§ **DOCUMENT PASSAGE**
Don't get me wrong -- I've never been a smoker, and I'm all for taking steps to highlight the dangers of smoking. Smoking rates have flattened in the U.S. while still on the rise in much of the world, but cigarettes prematurely end too many lives in the U.S., and we should vigorously enforce the laws relating to the sale of tobacco.

But while the ATF announces it will fight our terrorist enemies' access to our cigarette supply, the agency continues to sit out the debate about whether we should close the "terror gap" in our background check system for gun purchases that enables terror watch list suspects to buy all the guns they want, and the gun show loophole that allows them to buy guns without Brady background checks.

This leads to a relatively straightforward question: Given a choice of shutting off al Qaeda's access to American guns and its access to American cigarettes, which should be the higher priority?

Researchers at Harvard and UCLA recently released a study showing U.S. homicide rates were 6.9 times higher than rates in the other high-income countries, driven by firearm homicide rates that were 19.5 times higher. For 15 year olds to 24 year olds, firearm homicide rates in the United States were 42.7 times higher than in the other countries. A firearm homicide death toll equivalent to the Virginia Tech tragedy, 32 murdered, happens every day in this country.

Last week, the organization that I lead, the Brady Center to Prevent Gun Violence, issued a report about President Obama's failure to provide leadership for the ATF. The White House has apparently been afraid to nominate a Director for the ATF because of concerns with upsetting the gun lobby. I do not think that it is accidental that the career civil servants who are trying to run the ATF have chosen to announce a crackdown on tobacco rather than a renewed commitment to fight illegal gun trafficking to make it harder for dangerous people to get guns.

Two years ago, I never would have guessed that the sharpest focus of the ATF under President Obama and Attorney General Eric Holder would be cigarette smuggling. I guess that's what happens when the administration refuses to say or do anything about guns.

§ **ACTIVITY 1**
Decide whether each statement agrees with the opinion piece on the ATF, answering yes or no and quoting the words of the text that settle it: (a) The writer has been a smoker in the past. (b) For 15 to 24 year olds, firearm homicide rates in the United States were 42.7 times higher than in the other countries. (c) The study on homicide rates was released by researchers at Harvard and Yale.
§ **ACTIVITY 2**
Pick up the opinion piece on the ATF after its final sentence and carry it forward.

§ **DATA TO EXAMINE**
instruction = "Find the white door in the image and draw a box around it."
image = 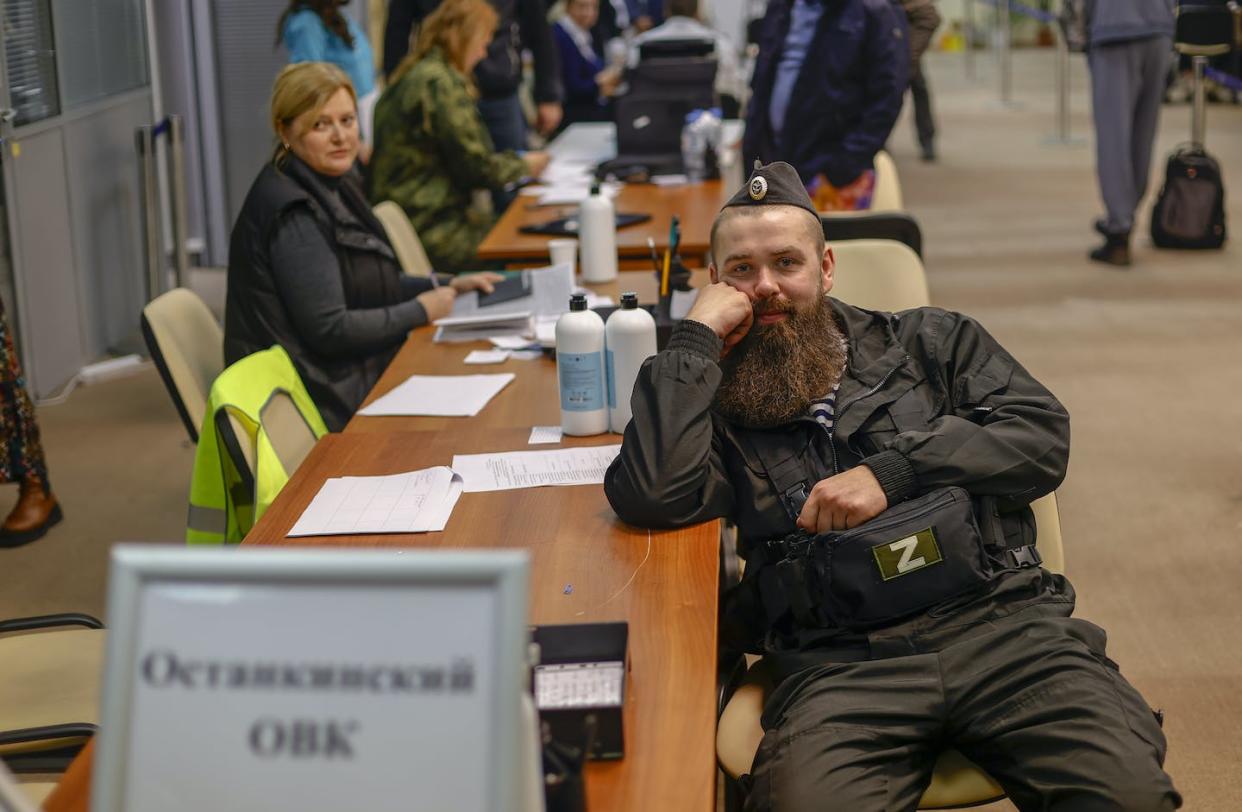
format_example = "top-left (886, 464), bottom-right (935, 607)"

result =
top-left (0, 0), bottom-right (152, 397)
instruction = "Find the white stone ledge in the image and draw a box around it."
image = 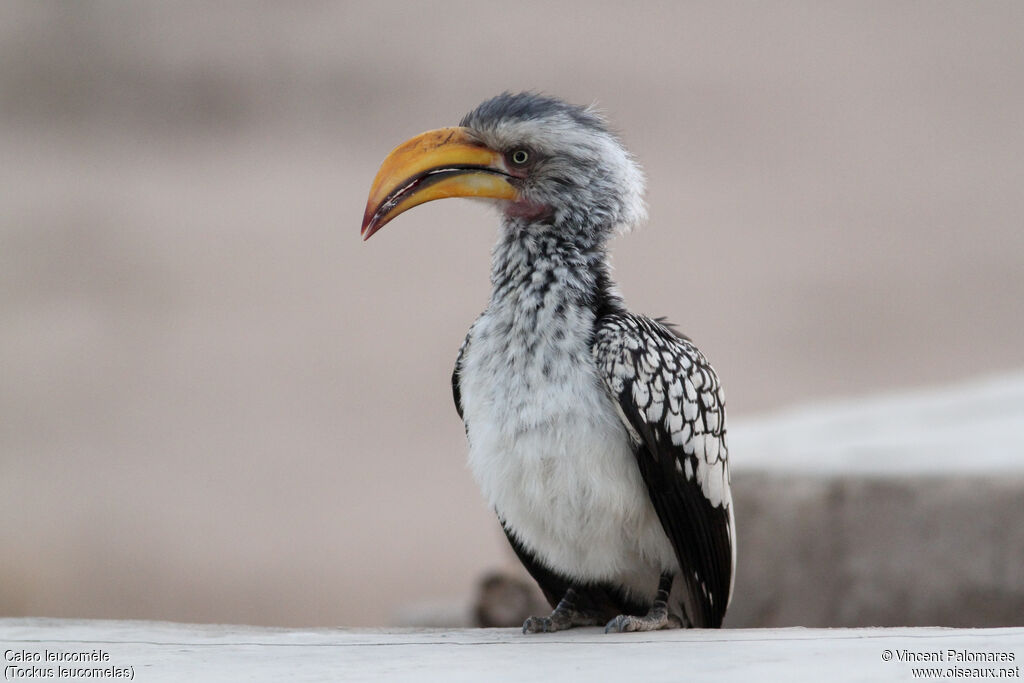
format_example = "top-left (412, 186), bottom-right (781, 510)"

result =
top-left (729, 373), bottom-right (1024, 476)
top-left (0, 618), bottom-right (1024, 683)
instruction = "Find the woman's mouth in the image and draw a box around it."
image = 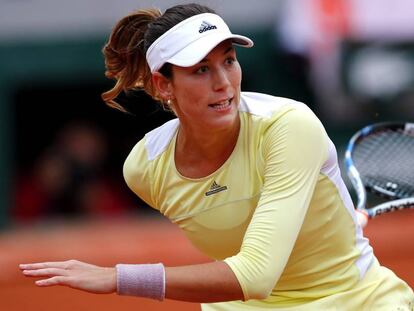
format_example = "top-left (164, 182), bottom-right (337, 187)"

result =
top-left (208, 98), bottom-right (233, 111)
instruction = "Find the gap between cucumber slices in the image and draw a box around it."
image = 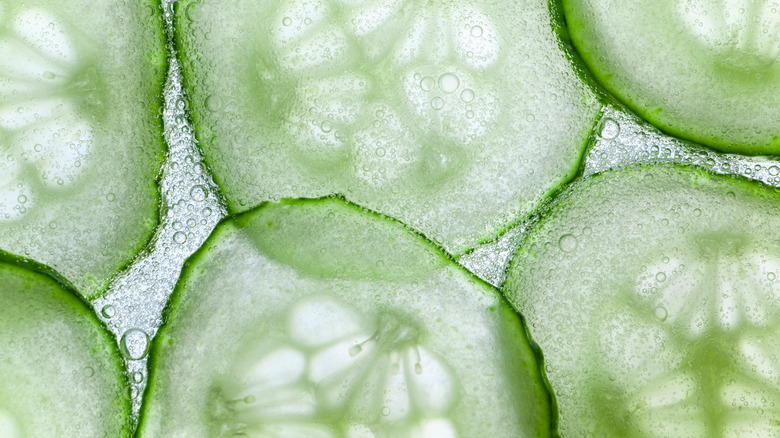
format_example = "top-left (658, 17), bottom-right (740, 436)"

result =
top-left (138, 198), bottom-right (555, 438)
top-left (175, 0), bottom-right (600, 254)
top-left (0, 0), bottom-right (166, 297)
top-left (0, 251), bottom-right (132, 438)
top-left (506, 166), bottom-right (780, 437)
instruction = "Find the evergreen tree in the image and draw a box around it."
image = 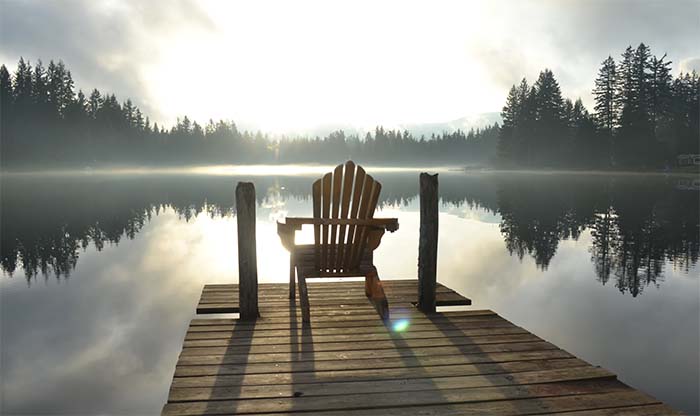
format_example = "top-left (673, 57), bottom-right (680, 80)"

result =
top-left (12, 58), bottom-right (32, 107)
top-left (533, 69), bottom-right (566, 165)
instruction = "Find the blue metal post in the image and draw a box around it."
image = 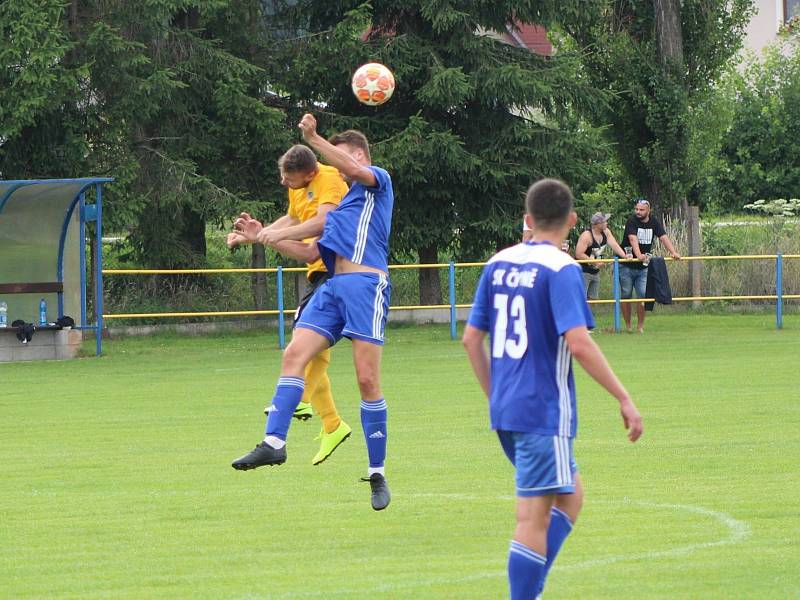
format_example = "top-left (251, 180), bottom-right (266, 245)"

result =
top-left (614, 256), bottom-right (622, 333)
top-left (78, 192), bottom-right (86, 327)
top-left (94, 183), bottom-right (103, 356)
top-left (278, 265), bottom-right (286, 350)
top-left (448, 260), bottom-right (458, 340)
top-left (775, 252), bottom-right (783, 329)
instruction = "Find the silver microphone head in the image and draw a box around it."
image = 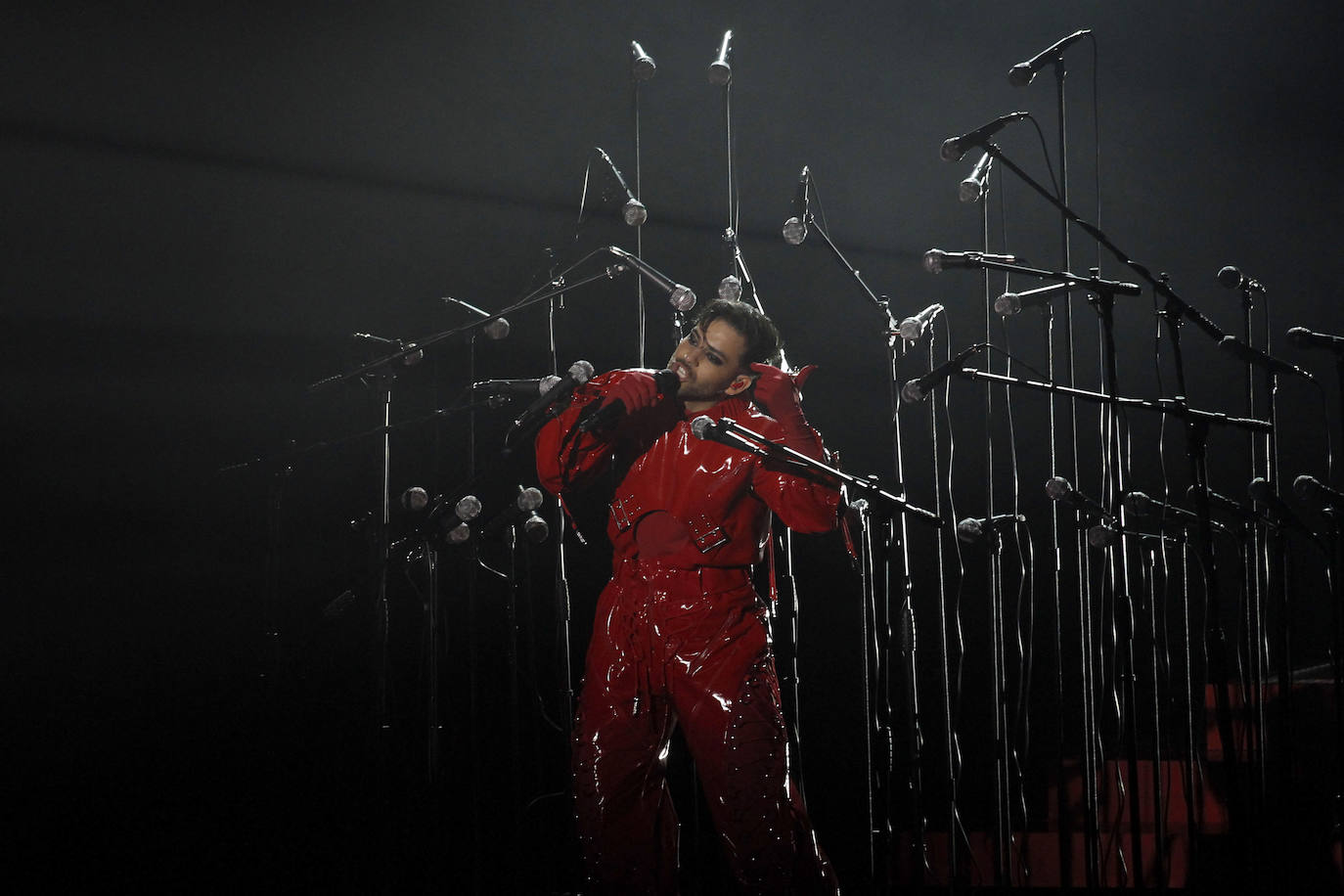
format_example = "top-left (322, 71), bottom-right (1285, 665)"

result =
top-left (1046, 475), bottom-right (1074, 501)
top-left (402, 485), bottom-right (428, 514)
top-left (896, 317), bottom-right (923, 342)
top-left (570, 361), bottom-right (593, 385)
top-left (621, 199), bottom-right (650, 227)
top-left (453, 494), bottom-right (481, 522)
top-left (995, 292), bottom-right (1021, 317)
top-left (668, 284), bottom-right (694, 312)
top-left (709, 31), bottom-right (733, 87)
top-left (517, 485), bottom-right (542, 511)
top-left (719, 274), bottom-right (741, 302)
top-left (630, 40), bottom-right (658, 80)
top-left (522, 514), bottom-right (551, 544)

§ **WRITTEN RESPONSE 1**
(a) No: "I've never been a smoker."
(b) Yes: "For 15 year olds to 24 year olds, firearm homicide rates in the United States were 42.7 times higher than in the other countries."
(c) No: "Researchers at Harvard and UCLA recently released a study."

§ **WRITTEN RESPONSE 2**
Through President Obama's term in office so far, the ATF has been unable to shut the doors of some of the most questionable gun dealers in the country. Looking only at Wisconsin, two bad actors in the industry have remained open for business despite years of allegations of willfully engaging in illegal straw purchases, losing track of hundreds of guns, or being at or near the top of the charts of source dealerships for guns quickly linked to crimes. ATF agents have been trying to close Milwaukee's Badger Guns, the former Badger Outdoors, since 2006, and Shawano Gun and Loan in Green Bay since 2007. A federal judge last week upheld the ATF's 2007 revocation of the license of Shawano Guns. So what's happening now? The owner is still selling guns, while he launches his appeal.

But I do still think the announcement about tobacco is important as an example of how politics can change in our country.

Forty years ago, a government agency would have been very reluctant to take on the tobacco lobby because of its political power. But dedicated public servants, like Reagan-era Surgeon General C. Everett Koop and Clinton-era Food and Drug Administration chief David Kessler, weren't afraid to stand up and push for change. Now, a generation later, cautious politicians no longer get nervous when the public calls for programs to reign in tobacco use.

If we can change our public servants' attitudes towards regulating tobacco, we can change their woeful cowardice about doing the right thing about access to guns, too.

It's pitiable, however, that in the meantime, terrorists can still arm themselves quickly and easily with serious weaponry in this country. But, hey -- at least the government is going to try to keep them away from tobacco.